What the task requires | Copy the records below without altering a single word.

╭─ Exercise data

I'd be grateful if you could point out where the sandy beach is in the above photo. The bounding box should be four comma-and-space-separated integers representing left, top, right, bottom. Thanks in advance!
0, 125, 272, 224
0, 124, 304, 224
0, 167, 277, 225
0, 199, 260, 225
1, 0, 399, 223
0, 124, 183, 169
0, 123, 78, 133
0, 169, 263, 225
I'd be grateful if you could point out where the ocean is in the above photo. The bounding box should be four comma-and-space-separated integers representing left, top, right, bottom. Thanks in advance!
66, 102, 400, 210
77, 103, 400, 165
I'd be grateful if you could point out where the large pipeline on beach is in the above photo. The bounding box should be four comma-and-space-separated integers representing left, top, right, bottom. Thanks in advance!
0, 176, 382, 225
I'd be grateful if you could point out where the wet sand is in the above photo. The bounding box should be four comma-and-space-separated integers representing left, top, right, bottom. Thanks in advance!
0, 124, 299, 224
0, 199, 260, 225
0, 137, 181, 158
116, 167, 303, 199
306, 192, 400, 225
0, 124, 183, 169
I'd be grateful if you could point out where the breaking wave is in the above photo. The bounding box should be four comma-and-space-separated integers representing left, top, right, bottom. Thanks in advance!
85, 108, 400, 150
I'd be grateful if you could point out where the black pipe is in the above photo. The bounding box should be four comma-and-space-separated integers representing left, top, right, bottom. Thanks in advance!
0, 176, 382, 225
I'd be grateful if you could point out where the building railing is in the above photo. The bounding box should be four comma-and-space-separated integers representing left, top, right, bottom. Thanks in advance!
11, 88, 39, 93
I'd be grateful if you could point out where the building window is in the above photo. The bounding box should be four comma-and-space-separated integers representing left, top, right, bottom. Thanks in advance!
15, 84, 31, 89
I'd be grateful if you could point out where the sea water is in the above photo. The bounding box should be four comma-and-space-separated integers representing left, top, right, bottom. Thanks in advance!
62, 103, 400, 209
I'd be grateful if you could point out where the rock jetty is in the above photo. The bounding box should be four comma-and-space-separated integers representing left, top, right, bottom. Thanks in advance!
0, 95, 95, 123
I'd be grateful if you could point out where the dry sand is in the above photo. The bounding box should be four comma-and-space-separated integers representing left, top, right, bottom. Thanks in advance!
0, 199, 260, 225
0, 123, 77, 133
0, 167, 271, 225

╰─

Result for this exercise |
I'd be grateful if you could point out where the sandy beach is in the above photo. The bounding box should be four comma-and-space-separated integers representing left, top, right, bottom. Thanks in advance!
0, 125, 272, 224
0, 124, 304, 224
0, 167, 277, 225
0, 199, 260, 225
1, 0, 399, 223
0, 124, 183, 169
0, 123, 78, 133
0, 169, 263, 225
I'd be grateful if you could point out where the ocean is in the above photo. The bounding box should be four comma-and-space-separated integers representing left, top, right, bottom. Thanks in advance!
66, 102, 400, 210
77, 103, 400, 165
I'd be grateful if you could point out where the large pipeline on beach is in the above photo. The bounding box should be four comma-and-space-separated integers representing left, top, right, bottom. Thanks in advance!
0, 176, 382, 225
I'd be grateful if you could point out where the wet sand is in the above photo. The bounding box should be four comma-and-space-separated integers representing left, top, right, bottom. Thanks in advance!
0, 124, 299, 224
0, 199, 260, 225
0, 137, 181, 158
116, 167, 303, 199
306, 192, 400, 225
0, 124, 183, 169
I'd be grateful if you could point out where the breaking wave is in the above photo. The bounding box should be four comma-and-space-separated integers representing left, top, right, bottom. Thanks in advance!
85, 108, 400, 150
I'd be grateful if you could point out where the black pipe is in the above photo. The bounding box should be four comma-and-space-separated integers representing left, top, right, bottom. Thanks in advance!
0, 176, 382, 225
I'd be grateful if you could point out where the building railing is in the above photo. The bounding box should be four comma-and-space-separated integers representing left, top, right, bottom. Thanks in advance!
11, 88, 39, 93
I'd be grateful if you could point out where the building window is in the above photo. The bounding box should be four comma-and-space-separated integers representing left, top, right, bottom. Thanks in advance!
15, 84, 31, 89
I'd be grateful if you could point out where the sea water is in the above photo. The bounding box should be four comma-and-space-separated integers representing left, top, right, bottom. Thanks in advance!
62, 103, 400, 209
I'd be grateful if you could point out where the rock jetty is in the above photo. The bounding box should be four comma-and-space-separated integers representing left, top, right, bottom. Thanks in advance!
0, 95, 95, 123
I'd be grateful if you could point out where the dry sand is in the above photo. The bounding box should be four comma-and-space-separated integers representing left, top, right, bottom. Thanks in advance!
0, 199, 260, 225
0, 123, 77, 133
0, 167, 271, 225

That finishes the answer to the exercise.